What is asked →
Lay out the entries from the line with "In the photograph above, where can the schooner" through the last entry as a two-column CSV with columns named "prompt" and "reply", giving one row per entry. Put each entry's text and its answer in one quoted field each, replacing any line breaks with spaces.

— START OF Material provided —

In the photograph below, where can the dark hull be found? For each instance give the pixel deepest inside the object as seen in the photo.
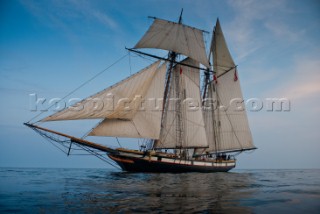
(133, 164)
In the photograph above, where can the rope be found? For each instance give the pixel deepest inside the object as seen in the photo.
(83, 84)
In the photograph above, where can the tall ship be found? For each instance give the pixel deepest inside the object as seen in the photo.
(186, 109)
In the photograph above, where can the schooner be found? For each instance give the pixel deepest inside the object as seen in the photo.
(190, 112)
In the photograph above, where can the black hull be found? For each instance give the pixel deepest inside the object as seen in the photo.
(133, 164)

— END OF Material provided —

Written solution →
prompt,reply
"In the photograph above, where can the schooner be found? For each instance give the pixel deepest inside the object as seen in the photo.","(190, 112)"
"In the photograph above, where can the black hull be found? For each instance give the pixel deepest inside the object as seen in the photo.","(133, 164)"